### Exercise
Skipping any pictures, give all of the records below again exactly.

+ + + + +

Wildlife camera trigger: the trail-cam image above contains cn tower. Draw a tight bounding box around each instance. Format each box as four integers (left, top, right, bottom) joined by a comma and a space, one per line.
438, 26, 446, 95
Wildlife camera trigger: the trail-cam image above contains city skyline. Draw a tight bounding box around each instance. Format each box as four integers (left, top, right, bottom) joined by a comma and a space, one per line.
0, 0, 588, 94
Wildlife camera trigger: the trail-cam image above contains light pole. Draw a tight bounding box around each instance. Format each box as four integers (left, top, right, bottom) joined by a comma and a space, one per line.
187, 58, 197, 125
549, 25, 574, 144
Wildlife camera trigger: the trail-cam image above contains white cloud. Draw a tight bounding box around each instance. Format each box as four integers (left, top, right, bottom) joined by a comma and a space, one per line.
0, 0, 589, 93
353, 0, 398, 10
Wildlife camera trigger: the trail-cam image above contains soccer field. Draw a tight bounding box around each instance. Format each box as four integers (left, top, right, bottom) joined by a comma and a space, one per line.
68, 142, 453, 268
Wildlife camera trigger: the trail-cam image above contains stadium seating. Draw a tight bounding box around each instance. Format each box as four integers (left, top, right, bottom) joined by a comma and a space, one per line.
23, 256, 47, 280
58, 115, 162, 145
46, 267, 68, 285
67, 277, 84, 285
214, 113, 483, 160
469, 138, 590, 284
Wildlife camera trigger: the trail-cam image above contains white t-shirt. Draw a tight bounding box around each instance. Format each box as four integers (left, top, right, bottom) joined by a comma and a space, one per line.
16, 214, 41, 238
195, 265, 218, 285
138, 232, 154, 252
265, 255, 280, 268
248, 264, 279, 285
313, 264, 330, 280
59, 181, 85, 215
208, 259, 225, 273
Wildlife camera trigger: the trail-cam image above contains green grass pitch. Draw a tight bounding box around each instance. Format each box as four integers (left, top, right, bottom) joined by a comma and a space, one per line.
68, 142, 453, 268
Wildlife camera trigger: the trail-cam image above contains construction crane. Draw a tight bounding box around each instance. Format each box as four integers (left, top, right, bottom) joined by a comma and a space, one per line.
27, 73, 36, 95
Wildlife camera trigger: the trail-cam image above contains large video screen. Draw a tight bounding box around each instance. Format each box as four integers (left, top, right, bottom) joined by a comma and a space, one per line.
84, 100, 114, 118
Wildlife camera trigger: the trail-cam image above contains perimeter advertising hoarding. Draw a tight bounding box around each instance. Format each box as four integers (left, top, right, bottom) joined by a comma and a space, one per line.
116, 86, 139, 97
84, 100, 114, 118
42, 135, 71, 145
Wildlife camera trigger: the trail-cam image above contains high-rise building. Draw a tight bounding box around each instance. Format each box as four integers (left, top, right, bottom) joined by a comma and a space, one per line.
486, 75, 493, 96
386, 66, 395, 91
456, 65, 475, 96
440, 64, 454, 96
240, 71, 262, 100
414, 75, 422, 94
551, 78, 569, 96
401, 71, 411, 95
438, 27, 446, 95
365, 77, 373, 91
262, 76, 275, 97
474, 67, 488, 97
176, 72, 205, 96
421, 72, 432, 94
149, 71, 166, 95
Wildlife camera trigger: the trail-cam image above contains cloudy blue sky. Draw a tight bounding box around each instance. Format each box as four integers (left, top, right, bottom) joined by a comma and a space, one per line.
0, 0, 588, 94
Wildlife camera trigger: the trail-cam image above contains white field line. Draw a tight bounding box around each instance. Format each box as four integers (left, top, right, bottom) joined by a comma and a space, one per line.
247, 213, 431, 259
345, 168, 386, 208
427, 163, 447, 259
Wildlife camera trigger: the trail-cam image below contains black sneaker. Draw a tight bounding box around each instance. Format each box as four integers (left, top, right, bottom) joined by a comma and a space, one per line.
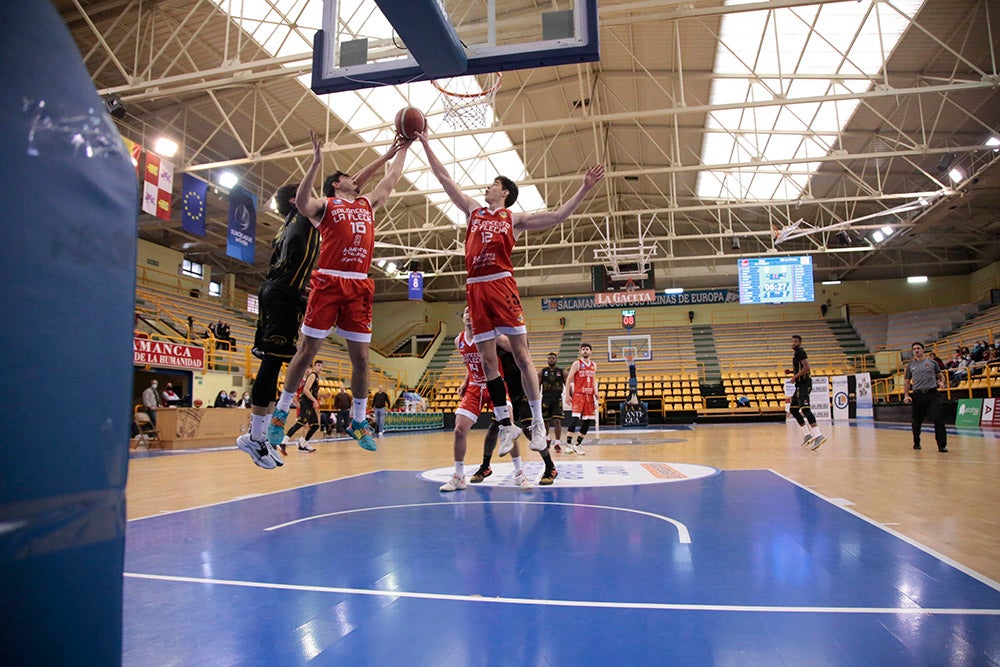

+ + + + +

### Expected answer
Wildlife camera trigger: the trail-cam image above contains cn tower. Draw a tight bounding box around each instance. Format each box as four integers (left, top, right, bottom) joined by a comma and a space, one per line.
438, 26, 446, 95
Wildlife camera trigger: the trail-cam image above contains city skyline. Draw a tight bounding box around each instance. Format each box as four integers (left, top, right, bottom) joined by a comma and a space, one per line.
0, 0, 588, 94
Wildlife camera trigger: the trail-cam image above contains light pole. Draw a tight bounding box around each instance. Format each box as four integers (left, top, right, bottom) joined by a comma and a space, one per line.
187, 58, 197, 125
549, 25, 574, 144
Wildlife camera trigger: the trail-cam image above contains white cloud. Draw a tight bounding box around each instance. Format each box as four integers (left, top, right, bottom) joined by a comma and a space, one per line.
0, 0, 589, 93
353, 0, 398, 10
Wildlife camera trigger: the trail-cam image above contains soccer field. Draw a tight bounding box around each instance. Format each box as four integers (left, top, right, bottom) joined by a comma and a space, one per line.
68, 142, 453, 268
Wildlife camera trigger: the trail-cam image above contains stadium seating. Draw a tight bounding box around each instance. Format each box as four integers (left, top, right, bottom) joined by a comma and a space, one per line.
23, 256, 47, 280
58, 115, 162, 145
46, 267, 68, 285
67, 277, 84, 285
214, 113, 483, 160
469, 138, 590, 284
Wildlife camera trigger: the trail-cam image above contains white t-shirt. Draw a tight bounding box around each instance. Format each box as four integers (left, top, right, bottom) joined by a comma and a space, one per line.
16, 214, 41, 238
195, 265, 218, 285
138, 232, 154, 252
265, 255, 280, 268
248, 264, 279, 285
313, 264, 330, 280
59, 181, 85, 215
208, 259, 225, 273
Wildlife camera trigger: the trail-cam image above contains green grass pitch. Draw a tight bounding box around each instance. Format each box as four integers (left, top, right, bottom) joined by a comma and a space, one per line.
68, 142, 453, 268
Wildlife camera trigger: the trail-cam image above contains construction crane. Draw a tight bounding box around each instance. Format each box as four integers (left, top, right, bottom) joined by a comma and a space, one per line.
27, 73, 36, 95
Wildlife camera trigger: the trail-cam image above contains large video screen. Draw a tight bounding box around each instance. Format each box as four integers (left, top, right, bottom) joined by a comma and a space, one per line.
84, 100, 114, 118
Wildlife camera trigger: the trail-cam image above contains perimeter advertising hoarding. Draw a tight bounding box around each instance. Format each box as four integers (left, top, right, bottom) joined by a comma and a space, one per line.
116, 86, 139, 97
84, 100, 114, 118
42, 135, 71, 145
Wildlife camera trigger: the trail-cam image above contains high-rise building. Draw a tight bounding box around each instance. Format each box as four integers (left, top, right, bottom) joined by a comma and a space, one per line.
486, 75, 493, 96
386, 66, 395, 91
456, 65, 475, 96
440, 64, 454, 96
240, 71, 262, 100
414, 75, 422, 94
551, 78, 569, 96
401, 71, 411, 95
438, 27, 446, 95
365, 77, 373, 91
262, 76, 275, 97
474, 67, 488, 97
176, 72, 205, 96
421, 72, 432, 94
149, 71, 166, 95
Wildlife camera trigger: the trail-cam image above contains cloudy blue sky. Draw a tight bounding box around each instance. Format each box as four integers (left, top, right, bottom) joined by a comma and a space, one per line.
0, 0, 588, 94
Wildlife camera trigger: the trail-cam image above contains white field line. Draw a tight bounding box around each instance. Format each box as four integers (left, top, right, bottom) joined by a comma and a space, one per line.
247, 213, 431, 259
345, 168, 386, 208
427, 163, 447, 259
Wildlife camera trigger: the trail-cam image below contains black sneaker. Draw a tight bounding box around each instance. Format each box as four integers (left, top, right, bottom) joined by a comma and a space, one per line.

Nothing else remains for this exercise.